学習テキスト:
==============================

ニュース

第11回共生進化機構先端セミナーをオンライン開催しました。

昆虫類、魚類など多様な生物発光の研究で知られる別所学博士(名古屋大学)にご講演いただきました。

講演要旨:
 生物は長い進化の歴史の過程で多様な形質を進化させてきた。それらの形質はゲノムにコードされているものだけでなく、他の生物に依存しているものも知られている。化学的に安定な生理活性物質(ビタミンや毒など)の摂取は普遍的にみられるが、一部の生物は通常ならば消化されてしまう構造を取り込む。例えば、嚢舌目のウミウシは餌の藻類由来の葉緑体(盗葉緑体)を利用して光合成を行い、また、裸鰓目のミノウミウシはサンゴやクラゲから取り込んだ刺胞(盗刺胞)を利用することが知られている。一方で、消化に脆弱な餌由来の酵素タンパク質をそのまま利用する例はこれまで報告がなかった。

==============================

課題: 学習テキストの講演要旨にある次の一文を英語に訳せ。「一方で、消化に脆弱な餌由来の酵素タンパク質をそのまま利用する例はこれまで報告がなかった。」

自然言語による物体グラウンディングデータ
==============================

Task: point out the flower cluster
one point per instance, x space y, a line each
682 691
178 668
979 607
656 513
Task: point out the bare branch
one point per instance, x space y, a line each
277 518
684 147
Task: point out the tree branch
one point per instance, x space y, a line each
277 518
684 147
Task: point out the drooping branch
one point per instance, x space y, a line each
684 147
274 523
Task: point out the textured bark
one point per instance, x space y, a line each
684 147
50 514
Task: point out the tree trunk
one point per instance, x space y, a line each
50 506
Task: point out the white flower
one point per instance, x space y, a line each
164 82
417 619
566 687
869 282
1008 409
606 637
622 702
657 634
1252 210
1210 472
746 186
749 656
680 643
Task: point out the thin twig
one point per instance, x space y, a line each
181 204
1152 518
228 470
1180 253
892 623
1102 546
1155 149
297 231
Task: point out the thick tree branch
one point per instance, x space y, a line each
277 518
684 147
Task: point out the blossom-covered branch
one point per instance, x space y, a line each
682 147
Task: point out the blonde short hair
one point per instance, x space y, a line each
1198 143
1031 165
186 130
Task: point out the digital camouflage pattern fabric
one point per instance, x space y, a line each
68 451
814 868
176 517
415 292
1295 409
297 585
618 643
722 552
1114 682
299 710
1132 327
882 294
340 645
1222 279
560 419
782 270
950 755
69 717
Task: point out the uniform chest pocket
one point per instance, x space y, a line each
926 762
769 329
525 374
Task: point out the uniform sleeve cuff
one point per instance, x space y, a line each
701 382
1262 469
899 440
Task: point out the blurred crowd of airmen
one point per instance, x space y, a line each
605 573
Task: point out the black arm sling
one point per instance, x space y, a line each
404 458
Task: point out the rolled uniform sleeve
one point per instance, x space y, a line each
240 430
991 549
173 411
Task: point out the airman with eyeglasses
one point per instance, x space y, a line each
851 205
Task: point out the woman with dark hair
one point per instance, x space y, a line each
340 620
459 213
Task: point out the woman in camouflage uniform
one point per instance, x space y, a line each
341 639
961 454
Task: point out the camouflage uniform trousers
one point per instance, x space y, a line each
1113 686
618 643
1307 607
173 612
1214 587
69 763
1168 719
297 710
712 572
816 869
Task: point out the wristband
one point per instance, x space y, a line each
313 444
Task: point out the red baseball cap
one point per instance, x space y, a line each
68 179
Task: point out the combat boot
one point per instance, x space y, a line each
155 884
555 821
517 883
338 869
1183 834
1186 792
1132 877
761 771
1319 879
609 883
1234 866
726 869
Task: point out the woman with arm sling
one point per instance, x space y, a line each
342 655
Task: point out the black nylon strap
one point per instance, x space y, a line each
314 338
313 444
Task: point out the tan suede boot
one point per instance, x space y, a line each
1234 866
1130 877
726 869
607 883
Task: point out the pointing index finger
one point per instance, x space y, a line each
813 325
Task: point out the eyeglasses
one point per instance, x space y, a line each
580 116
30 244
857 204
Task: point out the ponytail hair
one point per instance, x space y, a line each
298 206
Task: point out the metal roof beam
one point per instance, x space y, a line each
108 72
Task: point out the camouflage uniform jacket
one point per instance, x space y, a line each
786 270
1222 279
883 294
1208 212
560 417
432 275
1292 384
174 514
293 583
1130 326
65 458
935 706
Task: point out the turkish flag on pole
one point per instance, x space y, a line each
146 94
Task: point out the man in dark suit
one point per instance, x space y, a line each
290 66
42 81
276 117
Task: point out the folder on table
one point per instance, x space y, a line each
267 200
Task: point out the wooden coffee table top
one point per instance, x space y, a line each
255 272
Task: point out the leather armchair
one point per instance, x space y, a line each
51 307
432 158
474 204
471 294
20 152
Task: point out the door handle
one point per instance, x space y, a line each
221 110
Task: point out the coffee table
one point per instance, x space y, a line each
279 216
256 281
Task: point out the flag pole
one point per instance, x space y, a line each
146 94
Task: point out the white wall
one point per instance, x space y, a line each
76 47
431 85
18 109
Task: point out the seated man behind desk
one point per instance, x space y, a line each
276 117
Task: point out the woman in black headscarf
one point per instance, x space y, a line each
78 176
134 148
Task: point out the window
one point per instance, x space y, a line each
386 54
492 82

==============================

解答: On the other hand, no case had been reported until now of an organism using intact enzyme proteins derived from its food, which are vulnerable to digestion.